Beginning with the line that contains "Expected behaviour: for every instance of the wooden" and concluding with the final line of the listing below, output each line exactly, and only those lines.

**Provided records:**
# # # #
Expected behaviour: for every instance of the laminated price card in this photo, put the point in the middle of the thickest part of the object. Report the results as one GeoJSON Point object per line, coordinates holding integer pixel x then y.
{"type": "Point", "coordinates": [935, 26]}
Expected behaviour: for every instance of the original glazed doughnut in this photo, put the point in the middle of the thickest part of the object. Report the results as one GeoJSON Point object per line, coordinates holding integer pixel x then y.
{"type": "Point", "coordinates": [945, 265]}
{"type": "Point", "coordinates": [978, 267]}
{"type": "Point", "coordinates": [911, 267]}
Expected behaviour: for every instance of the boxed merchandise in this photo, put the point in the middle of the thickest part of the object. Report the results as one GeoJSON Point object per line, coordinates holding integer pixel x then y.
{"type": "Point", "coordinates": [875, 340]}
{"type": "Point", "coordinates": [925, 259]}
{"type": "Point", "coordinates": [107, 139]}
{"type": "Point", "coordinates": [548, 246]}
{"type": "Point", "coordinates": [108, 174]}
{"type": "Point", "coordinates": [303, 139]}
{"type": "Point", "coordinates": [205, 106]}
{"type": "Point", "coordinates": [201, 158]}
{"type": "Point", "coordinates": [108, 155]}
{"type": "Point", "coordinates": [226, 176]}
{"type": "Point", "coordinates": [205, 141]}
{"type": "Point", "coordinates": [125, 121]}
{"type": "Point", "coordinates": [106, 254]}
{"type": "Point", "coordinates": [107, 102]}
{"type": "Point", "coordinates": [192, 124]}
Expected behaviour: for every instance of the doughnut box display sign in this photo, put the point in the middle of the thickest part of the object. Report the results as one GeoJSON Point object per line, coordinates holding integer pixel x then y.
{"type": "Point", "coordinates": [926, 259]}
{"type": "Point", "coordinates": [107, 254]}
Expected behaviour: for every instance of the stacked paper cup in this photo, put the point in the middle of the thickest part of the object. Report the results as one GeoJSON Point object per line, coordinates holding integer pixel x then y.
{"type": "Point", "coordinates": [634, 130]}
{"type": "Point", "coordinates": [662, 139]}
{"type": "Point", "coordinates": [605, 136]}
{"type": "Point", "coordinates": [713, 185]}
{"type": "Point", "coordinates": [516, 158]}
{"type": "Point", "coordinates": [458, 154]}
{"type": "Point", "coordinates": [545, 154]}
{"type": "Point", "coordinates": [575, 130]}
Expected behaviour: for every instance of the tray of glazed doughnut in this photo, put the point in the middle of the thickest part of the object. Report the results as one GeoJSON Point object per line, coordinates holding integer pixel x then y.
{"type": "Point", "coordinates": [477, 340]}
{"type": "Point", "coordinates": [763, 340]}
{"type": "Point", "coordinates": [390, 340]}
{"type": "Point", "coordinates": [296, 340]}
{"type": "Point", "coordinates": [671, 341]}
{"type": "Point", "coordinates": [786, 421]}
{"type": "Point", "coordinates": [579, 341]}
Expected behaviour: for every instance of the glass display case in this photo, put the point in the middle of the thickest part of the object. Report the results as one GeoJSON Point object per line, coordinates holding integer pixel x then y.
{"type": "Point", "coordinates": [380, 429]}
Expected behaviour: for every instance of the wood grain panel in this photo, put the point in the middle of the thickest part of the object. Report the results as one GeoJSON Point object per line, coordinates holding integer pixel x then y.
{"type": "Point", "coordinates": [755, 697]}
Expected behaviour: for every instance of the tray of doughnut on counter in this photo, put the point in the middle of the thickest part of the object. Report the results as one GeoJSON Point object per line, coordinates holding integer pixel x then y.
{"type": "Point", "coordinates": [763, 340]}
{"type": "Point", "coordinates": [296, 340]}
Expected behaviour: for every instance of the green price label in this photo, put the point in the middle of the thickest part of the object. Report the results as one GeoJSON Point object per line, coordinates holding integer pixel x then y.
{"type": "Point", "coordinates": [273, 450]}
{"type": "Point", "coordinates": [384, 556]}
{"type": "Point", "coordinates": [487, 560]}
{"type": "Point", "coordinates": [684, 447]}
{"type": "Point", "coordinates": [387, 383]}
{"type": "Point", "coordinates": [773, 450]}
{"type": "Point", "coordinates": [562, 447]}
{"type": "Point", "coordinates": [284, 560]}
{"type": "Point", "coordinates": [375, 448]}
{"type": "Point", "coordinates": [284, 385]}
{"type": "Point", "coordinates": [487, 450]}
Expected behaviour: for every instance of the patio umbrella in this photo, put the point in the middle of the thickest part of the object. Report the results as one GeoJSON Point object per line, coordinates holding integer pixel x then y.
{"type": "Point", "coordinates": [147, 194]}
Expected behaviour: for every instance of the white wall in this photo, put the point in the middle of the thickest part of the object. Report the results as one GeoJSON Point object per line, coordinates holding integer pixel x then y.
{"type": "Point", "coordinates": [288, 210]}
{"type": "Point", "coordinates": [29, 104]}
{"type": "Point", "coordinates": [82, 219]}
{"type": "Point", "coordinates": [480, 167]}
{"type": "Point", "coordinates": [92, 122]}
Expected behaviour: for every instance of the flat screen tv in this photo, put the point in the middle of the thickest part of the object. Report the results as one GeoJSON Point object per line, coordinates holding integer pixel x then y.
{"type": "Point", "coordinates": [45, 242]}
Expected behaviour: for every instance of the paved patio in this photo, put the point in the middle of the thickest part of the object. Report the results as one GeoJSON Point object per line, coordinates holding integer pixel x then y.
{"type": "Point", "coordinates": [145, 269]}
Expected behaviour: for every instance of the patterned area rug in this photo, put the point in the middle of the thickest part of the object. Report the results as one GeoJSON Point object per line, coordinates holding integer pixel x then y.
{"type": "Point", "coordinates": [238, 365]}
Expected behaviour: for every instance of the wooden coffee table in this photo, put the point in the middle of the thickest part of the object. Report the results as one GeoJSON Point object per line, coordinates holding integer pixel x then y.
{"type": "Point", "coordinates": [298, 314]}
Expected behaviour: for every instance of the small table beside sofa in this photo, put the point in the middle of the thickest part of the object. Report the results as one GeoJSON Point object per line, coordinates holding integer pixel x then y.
# # # #
**Result of the task:**
Expected behaviour: for every instance of the wooden coffee table in this photo, put the point in the middle of the thickest part of the object. Report the results as one GeoJSON Point object per line, coordinates holding integer pixel x then y.
{"type": "Point", "coordinates": [298, 314]}
Expected behaviour: for every instance of the small table beside sofa in this photo, put the point in the middle of the thickest part of the object. Report the results as one GeoJSON Point object per line, coordinates holding integer pixel x then y.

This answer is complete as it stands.